## Exercise instructions
A verbatim reproduction of the lines below, from the line containing "wooden table in this photo." through the line containing "flower in this photo.", both ends included, is the whole required output.

-- -- --

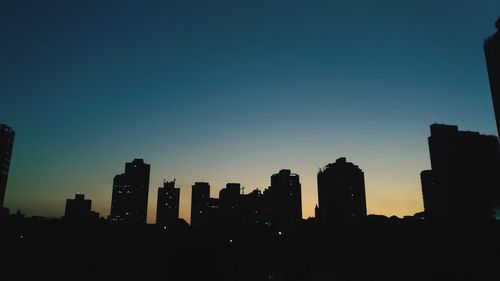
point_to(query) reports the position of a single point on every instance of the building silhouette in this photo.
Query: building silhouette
(428, 194)
(341, 193)
(79, 210)
(229, 198)
(463, 184)
(200, 195)
(492, 54)
(252, 209)
(285, 200)
(6, 145)
(129, 201)
(167, 207)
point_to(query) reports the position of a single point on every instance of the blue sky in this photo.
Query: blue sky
(233, 91)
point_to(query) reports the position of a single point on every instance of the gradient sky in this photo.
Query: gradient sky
(234, 91)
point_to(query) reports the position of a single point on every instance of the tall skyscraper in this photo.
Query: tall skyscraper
(200, 196)
(129, 201)
(167, 208)
(341, 193)
(492, 53)
(285, 199)
(464, 184)
(229, 198)
(6, 145)
(429, 194)
(79, 210)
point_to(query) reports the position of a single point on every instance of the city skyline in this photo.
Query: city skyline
(219, 128)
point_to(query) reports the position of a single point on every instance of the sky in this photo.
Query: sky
(234, 91)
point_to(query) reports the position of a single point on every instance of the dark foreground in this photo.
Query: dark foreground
(382, 250)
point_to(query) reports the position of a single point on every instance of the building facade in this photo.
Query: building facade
(492, 54)
(167, 207)
(464, 182)
(79, 209)
(200, 196)
(129, 203)
(285, 200)
(6, 146)
(341, 193)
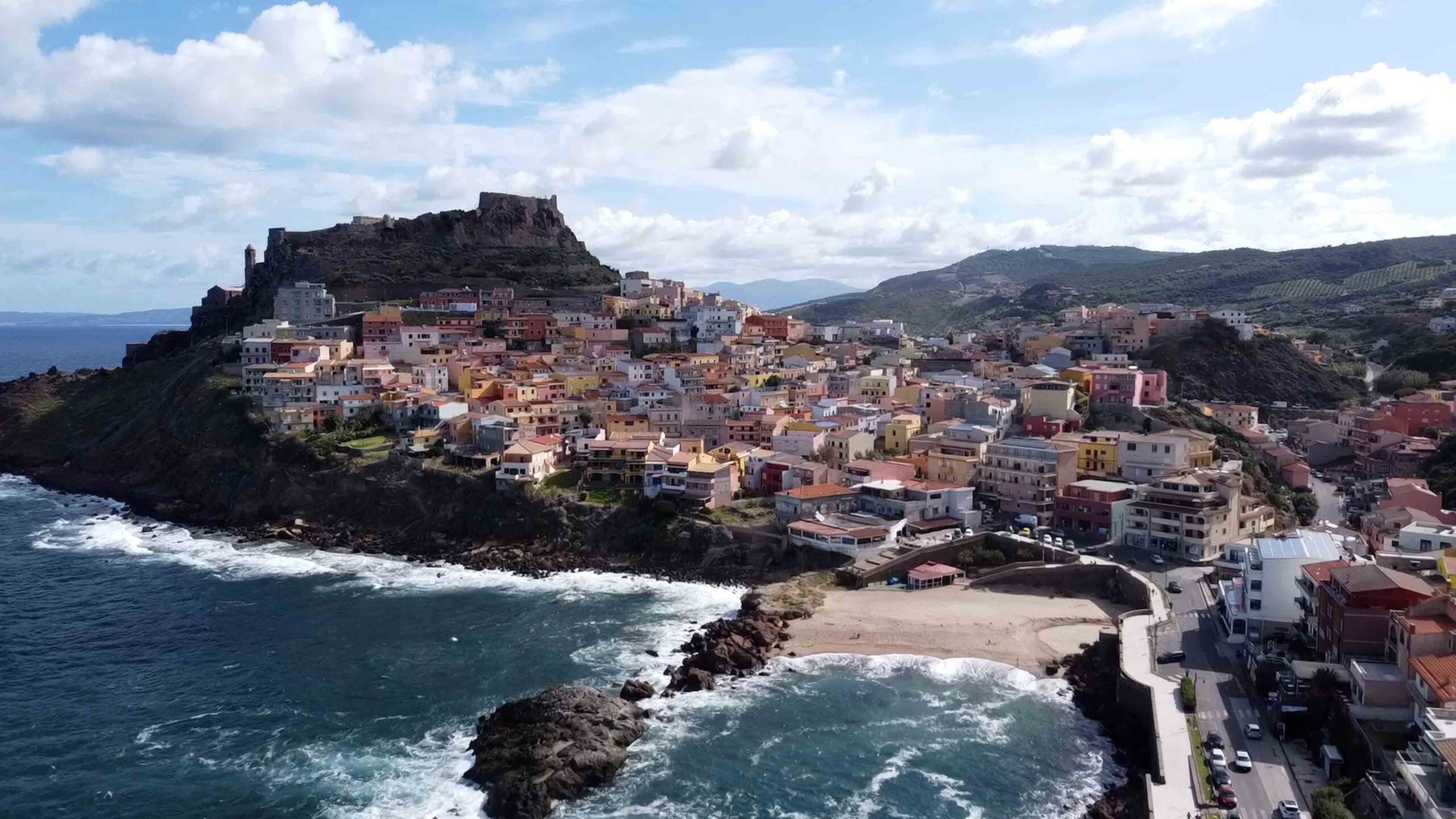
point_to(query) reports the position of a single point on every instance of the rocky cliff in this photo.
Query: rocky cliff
(177, 441)
(552, 747)
(506, 239)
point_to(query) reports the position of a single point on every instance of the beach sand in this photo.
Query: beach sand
(1023, 627)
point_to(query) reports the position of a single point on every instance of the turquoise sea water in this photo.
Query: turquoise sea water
(34, 349)
(160, 674)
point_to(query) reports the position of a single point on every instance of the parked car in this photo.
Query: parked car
(1228, 797)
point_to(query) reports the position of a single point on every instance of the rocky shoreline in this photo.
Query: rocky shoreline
(1093, 677)
(557, 745)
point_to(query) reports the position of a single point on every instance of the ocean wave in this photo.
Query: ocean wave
(388, 779)
(95, 524)
(945, 671)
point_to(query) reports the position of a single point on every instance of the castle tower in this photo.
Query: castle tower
(250, 260)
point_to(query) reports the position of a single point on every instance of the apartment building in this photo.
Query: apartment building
(1353, 610)
(1097, 452)
(1094, 509)
(1149, 457)
(1194, 515)
(1023, 475)
(303, 302)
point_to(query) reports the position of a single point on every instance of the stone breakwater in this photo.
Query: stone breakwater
(727, 647)
(555, 745)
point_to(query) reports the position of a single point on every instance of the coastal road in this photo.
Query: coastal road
(1329, 500)
(1223, 704)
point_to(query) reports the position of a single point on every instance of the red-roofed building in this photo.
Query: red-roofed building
(1355, 607)
(932, 574)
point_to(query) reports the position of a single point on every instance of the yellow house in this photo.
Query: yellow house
(899, 433)
(1039, 346)
(871, 387)
(911, 394)
(804, 426)
(954, 465)
(627, 424)
(617, 305)
(1097, 452)
(578, 382)
(1081, 377)
(1052, 400)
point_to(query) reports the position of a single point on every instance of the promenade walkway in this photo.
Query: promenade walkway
(1173, 797)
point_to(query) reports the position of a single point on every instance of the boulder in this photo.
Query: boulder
(554, 745)
(734, 647)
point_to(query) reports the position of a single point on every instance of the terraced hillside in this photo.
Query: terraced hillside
(1282, 288)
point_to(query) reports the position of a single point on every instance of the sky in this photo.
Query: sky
(147, 142)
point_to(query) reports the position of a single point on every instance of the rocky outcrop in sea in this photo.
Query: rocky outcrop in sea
(555, 745)
(727, 647)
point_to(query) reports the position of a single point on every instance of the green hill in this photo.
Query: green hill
(1305, 286)
(1212, 363)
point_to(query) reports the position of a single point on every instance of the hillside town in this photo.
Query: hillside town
(1321, 548)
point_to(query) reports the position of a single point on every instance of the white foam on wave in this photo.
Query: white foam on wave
(948, 671)
(107, 531)
(386, 780)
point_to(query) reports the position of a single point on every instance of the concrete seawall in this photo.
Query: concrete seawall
(1142, 693)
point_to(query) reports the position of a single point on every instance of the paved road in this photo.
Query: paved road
(1329, 500)
(1223, 704)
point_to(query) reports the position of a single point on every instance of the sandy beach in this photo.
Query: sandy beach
(1018, 626)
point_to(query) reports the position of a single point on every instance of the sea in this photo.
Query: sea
(147, 671)
(34, 349)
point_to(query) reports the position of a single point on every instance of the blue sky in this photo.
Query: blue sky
(150, 142)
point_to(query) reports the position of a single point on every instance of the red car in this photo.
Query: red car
(1228, 797)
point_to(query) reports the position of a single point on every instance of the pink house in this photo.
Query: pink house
(1136, 388)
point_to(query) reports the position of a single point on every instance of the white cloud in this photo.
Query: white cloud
(1180, 19)
(1362, 184)
(864, 193)
(1050, 43)
(656, 44)
(296, 66)
(747, 148)
(1369, 114)
(77, 162)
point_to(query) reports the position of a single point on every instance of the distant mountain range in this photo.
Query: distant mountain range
(159, 317)
(1296, 288)
(771, 293)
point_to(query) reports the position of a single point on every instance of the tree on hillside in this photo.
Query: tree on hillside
(1398, 379)
(1306, 506)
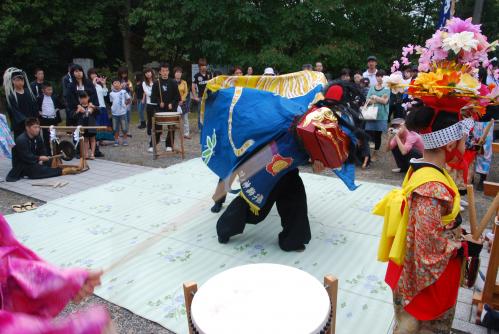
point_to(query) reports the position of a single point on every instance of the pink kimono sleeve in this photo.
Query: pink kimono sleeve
(30, 285)
(92, 321)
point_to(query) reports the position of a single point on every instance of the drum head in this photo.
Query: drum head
(261, 298)
(67, 150)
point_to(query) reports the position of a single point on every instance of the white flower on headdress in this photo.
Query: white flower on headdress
(461, 41)
(394, 82)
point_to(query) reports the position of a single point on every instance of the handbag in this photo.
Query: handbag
(369, 112)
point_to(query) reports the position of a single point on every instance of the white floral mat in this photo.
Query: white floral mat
(95, 227)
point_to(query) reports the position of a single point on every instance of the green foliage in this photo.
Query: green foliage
(283, 33)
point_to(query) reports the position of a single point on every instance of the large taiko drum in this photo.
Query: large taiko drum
(167, 118)
(261, 298)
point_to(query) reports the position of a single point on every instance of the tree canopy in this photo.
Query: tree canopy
(282, 33)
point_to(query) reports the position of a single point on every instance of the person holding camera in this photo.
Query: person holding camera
(404, 145)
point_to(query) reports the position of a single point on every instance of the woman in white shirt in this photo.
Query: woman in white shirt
(146, 99)
(101, 89)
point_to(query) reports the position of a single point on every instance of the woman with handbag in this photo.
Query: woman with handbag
(426, 253)
(376, 112)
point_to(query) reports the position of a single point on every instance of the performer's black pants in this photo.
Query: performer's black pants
(46, 132)
(403, 161)
(291, 201)
(151, 110)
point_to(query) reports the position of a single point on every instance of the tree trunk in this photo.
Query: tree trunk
(477, 11)
(125, 34)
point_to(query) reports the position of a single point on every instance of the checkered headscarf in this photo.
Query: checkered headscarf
(445, 136)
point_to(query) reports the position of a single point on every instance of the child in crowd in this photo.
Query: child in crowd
(120, 100)
(48, 107)
(6, 140)
(85, 115)
(363, 152)
(139, 89)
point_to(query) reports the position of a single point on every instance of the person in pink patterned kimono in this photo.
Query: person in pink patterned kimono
(33, 292)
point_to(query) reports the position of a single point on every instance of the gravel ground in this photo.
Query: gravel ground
(136, 153)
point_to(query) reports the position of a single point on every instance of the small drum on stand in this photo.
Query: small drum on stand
(173, 121)
(261, 298)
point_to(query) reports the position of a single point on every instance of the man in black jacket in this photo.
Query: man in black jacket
(21, 103)
(166, 96)
(29, 156)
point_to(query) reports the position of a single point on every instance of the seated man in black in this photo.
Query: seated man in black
(29, 156)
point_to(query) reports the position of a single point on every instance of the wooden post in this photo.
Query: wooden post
(491, 212)
(153, 139)
(181, 131)
(472, 208)
(190, 288)
(331, 285)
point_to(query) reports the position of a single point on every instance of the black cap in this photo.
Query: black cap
(17, 74)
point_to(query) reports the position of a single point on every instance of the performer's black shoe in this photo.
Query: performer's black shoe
(98, 154)
(223, 240)
(298, 249)
(217, 207)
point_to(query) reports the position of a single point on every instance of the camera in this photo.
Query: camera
(393, 131)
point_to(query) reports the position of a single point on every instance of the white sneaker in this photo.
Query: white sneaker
(480, 281)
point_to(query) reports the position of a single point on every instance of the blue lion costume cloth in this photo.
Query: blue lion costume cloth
(244, 116)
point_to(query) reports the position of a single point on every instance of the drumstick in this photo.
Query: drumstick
(471, 208)
(490, 213)
(250, 167)
(486, 132)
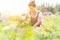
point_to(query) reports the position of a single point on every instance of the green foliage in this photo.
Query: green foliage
(49, 30)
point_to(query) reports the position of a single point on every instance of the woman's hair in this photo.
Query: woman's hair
(32, 3)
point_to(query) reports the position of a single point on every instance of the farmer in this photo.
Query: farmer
(35, 15)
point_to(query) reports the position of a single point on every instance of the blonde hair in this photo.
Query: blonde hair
(32, 3)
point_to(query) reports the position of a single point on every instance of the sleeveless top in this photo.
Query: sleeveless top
(35, 19)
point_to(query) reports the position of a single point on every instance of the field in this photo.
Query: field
(22, 30)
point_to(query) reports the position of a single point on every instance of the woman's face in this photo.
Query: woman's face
(32, 9)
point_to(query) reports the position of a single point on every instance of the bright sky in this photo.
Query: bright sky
(10, 7)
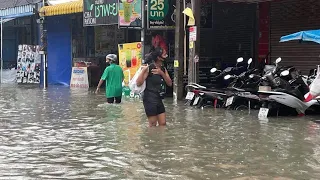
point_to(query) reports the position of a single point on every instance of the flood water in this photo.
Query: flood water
(69, 134)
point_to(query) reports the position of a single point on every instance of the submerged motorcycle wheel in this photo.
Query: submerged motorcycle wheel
(241, 108)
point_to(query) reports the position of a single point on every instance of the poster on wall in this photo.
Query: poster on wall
(79, 77)
(130, 59)
(161, 14)
(28, 64)
(130, 13)
(100, 12)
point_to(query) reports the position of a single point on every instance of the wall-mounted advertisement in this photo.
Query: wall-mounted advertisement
(130, 13)
(100, 12)
(28, 64)
(161, 14)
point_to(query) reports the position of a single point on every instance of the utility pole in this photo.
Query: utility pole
(194, 45)
(179, 50)
(43, 50)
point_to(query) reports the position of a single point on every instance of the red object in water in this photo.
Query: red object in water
(134, 61)
(215, 103)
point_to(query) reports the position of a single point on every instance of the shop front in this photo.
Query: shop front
(287, 17)
(18, 27)
(73, 43)
(228, 31)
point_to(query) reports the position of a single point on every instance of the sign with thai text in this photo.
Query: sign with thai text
(130, 13)
(193, 33)
(161, 14)
(79, 78)
(100, 12)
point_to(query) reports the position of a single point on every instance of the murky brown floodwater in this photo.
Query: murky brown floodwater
(68, 134)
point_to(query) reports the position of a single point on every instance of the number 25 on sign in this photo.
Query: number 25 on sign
(158, 9)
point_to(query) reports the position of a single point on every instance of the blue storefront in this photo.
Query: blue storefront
(19, 27)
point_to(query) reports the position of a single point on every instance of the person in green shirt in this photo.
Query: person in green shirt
(113, 74)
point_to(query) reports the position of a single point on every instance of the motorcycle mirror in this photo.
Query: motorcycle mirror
(239, 60)
(278, 60)
(213, 70)
(285, 73)
(227, 77)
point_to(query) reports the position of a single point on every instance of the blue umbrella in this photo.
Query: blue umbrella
(311, 35)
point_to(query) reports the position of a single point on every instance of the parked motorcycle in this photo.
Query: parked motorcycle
(287, 94)
(242, 91)
(210, 96)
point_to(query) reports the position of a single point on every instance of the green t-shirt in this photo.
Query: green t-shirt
(113, 74)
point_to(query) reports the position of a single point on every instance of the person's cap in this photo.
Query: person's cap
(112, 57)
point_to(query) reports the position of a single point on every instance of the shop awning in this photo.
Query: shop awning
(311, 35)
(61, 9)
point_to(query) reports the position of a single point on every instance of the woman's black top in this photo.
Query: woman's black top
(155, 84)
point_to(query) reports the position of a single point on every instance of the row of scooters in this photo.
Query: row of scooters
(274, 90)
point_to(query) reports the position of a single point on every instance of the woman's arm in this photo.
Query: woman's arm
(143, 75)
(167, 78)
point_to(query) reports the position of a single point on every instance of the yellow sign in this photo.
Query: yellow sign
(176, 63)
(191, 44)
(188, 12)
(130, 58)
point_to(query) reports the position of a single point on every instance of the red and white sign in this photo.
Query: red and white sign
(193, 33)
(79, 77)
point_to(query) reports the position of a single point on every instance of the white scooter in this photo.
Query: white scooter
(286, 98)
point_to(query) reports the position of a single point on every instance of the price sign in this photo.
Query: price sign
(229, 101)
(263, 113)
(161, 14)
(195, 102)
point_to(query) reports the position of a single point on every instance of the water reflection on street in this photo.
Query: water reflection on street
(71, 134)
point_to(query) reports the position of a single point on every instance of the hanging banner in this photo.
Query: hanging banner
(79, 77)
(28, 64)
(161, 14)
(100, 12)
(130, 13)
(130, 59)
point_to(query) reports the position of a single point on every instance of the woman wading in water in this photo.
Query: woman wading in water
(156, 77)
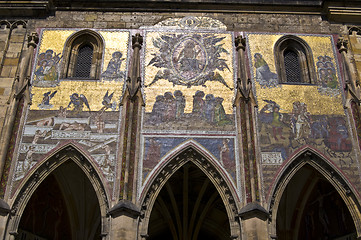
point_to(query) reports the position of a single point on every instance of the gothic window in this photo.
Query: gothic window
(83, 55)
(294, 61)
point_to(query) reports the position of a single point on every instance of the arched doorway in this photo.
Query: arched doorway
(189, 197)
(64, 206)
(189, 207)
(311, 208)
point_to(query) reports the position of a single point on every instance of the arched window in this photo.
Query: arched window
(82, 56)
(84, 61)
(294, 61)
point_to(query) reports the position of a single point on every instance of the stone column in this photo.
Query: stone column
(20, 90)
(125, 213)
(253, 217)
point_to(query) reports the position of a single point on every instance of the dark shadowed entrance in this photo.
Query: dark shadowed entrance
(189, 208)
(311, 208)
(64, 206)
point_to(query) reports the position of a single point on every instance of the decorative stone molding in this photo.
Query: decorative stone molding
(49, 165)
(254, 210)
(189, 154)
(124, 207)
(194, 23)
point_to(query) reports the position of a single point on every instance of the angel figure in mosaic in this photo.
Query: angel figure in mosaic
(327, 78)
(113, 71)
(47, 73)
(78, 102)
(264, 76)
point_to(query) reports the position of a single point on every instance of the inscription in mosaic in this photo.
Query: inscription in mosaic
(83, 111)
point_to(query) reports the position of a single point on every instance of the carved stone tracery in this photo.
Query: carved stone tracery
(189, 155)
(68, 153)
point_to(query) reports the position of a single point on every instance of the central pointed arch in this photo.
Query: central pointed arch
(187, 159)
(67, 162)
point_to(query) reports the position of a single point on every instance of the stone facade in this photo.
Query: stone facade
(180, 120)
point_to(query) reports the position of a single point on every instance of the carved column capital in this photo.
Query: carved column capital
(33, 39)
(240, 43)
(137, 41)
(342, 45)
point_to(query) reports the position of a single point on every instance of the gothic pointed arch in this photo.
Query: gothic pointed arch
(74, 178)
(82, 57)
(181, 166)
(297, 202)
(294, 61)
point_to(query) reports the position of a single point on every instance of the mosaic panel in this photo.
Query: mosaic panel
(291, 116)
(222, 149)
(83, 111)
(188, 80)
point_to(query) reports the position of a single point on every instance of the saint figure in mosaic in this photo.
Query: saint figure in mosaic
(264, 76)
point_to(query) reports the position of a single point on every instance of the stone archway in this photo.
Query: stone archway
(64, 198)
(189, 199)
(312, 200)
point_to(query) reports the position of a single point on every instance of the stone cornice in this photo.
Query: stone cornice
(25, 8)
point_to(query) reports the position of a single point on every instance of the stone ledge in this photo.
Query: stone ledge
(124, 207)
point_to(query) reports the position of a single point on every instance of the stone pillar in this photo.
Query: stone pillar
(125, 213)
(253, 217)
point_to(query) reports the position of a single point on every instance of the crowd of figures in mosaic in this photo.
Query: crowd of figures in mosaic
(170, 107)
(284, 132)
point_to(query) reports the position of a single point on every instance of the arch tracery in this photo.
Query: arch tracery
(189, 154)
(32, 182)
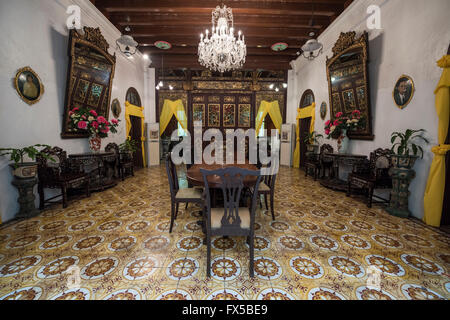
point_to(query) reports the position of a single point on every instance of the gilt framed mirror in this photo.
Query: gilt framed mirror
(348, 81)
(90, 75)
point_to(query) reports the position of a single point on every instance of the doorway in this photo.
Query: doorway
(136, 135)
(305, 125)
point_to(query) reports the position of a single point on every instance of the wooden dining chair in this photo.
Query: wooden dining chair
(267, 189)
(231, 220)
(177, 195)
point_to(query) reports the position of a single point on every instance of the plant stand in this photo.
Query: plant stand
(402, 175)
(26, 197)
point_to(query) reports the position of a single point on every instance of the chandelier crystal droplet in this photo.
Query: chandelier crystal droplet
(221, 51)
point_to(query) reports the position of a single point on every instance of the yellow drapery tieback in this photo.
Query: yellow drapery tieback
(170, 109)
(135, 111)
(434, 192)
(308, 112)
(271, 108)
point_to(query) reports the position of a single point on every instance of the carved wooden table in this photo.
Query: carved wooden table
(339, 159)
(101, 167)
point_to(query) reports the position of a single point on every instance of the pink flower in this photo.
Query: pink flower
(101, 120)
(106, 130)
(82, 125)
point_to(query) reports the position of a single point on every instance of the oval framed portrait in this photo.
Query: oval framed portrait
(323, 110)
(28, 85)
(116, 109)
(403, 91)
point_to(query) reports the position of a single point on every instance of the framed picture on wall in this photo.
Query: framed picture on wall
(116, 109)
(244, 120)
(198, 113)
(323, 110)
(403, 91)
(214, 115)
(28, 85)
(229, 115)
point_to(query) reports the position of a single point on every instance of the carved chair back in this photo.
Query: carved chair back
(232, 186)
(171, 170)
(380, 163)
(49, 170)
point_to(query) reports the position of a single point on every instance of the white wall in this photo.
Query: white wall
(415, 34)
(34, 34)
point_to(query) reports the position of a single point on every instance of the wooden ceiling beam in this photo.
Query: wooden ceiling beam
(327, 8)
(162, 32)
(252, 42)
(194, 50)
(163, 20)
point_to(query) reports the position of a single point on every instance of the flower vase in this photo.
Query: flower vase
(343, 142)
(95, 143)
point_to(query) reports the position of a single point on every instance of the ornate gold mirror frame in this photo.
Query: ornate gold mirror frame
(90, 76)
(348, 81)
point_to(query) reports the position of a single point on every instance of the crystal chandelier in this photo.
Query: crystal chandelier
(222, 51)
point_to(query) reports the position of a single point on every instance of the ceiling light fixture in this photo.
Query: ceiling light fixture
(126, 44)
(312, 48)
(221, 51)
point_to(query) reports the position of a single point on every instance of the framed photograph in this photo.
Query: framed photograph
(229, 115)
(154, 134)
(323, 110)
(403, 91)
(28, 85)
(116, 108)
(214, 115)
(198, 113)
(244, 120)
(348, 97)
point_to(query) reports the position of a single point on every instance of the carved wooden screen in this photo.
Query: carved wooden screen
(348, 81)
(90, 76)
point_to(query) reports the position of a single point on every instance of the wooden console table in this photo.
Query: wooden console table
(101, 167)
(338, 159)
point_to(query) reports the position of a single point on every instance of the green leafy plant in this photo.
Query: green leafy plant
(128, 146)
(312, 138)
(17, 155)
(405, 146)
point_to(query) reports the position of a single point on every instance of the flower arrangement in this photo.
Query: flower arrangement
(82, 119)
(334, 129)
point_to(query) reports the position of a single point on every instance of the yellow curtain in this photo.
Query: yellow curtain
(271, 108)
(135, 111)
(434, 192)
(170, 109)
(308, 112)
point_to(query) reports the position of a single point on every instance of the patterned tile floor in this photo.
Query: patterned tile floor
(116, 245)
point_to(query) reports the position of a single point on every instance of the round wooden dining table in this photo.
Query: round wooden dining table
(195, 177)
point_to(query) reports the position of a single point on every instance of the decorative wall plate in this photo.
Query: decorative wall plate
(163, 45)
(280, 46)
(28, 85)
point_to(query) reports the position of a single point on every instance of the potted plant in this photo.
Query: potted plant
(405, 154)
(312, 141)
(88, 121)
(341, 125)
(128, 148)
(21, 169)
(25, 176)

-- -- --

## Solution to this problem
point_to(query) reports the position of a single point on every instance of the carved wooden table in this photo.
Query: carved wooden table
(339, 159)
(101, 167)
point_to(query) reports the position of a single point on every instance of the pink flower in this photo.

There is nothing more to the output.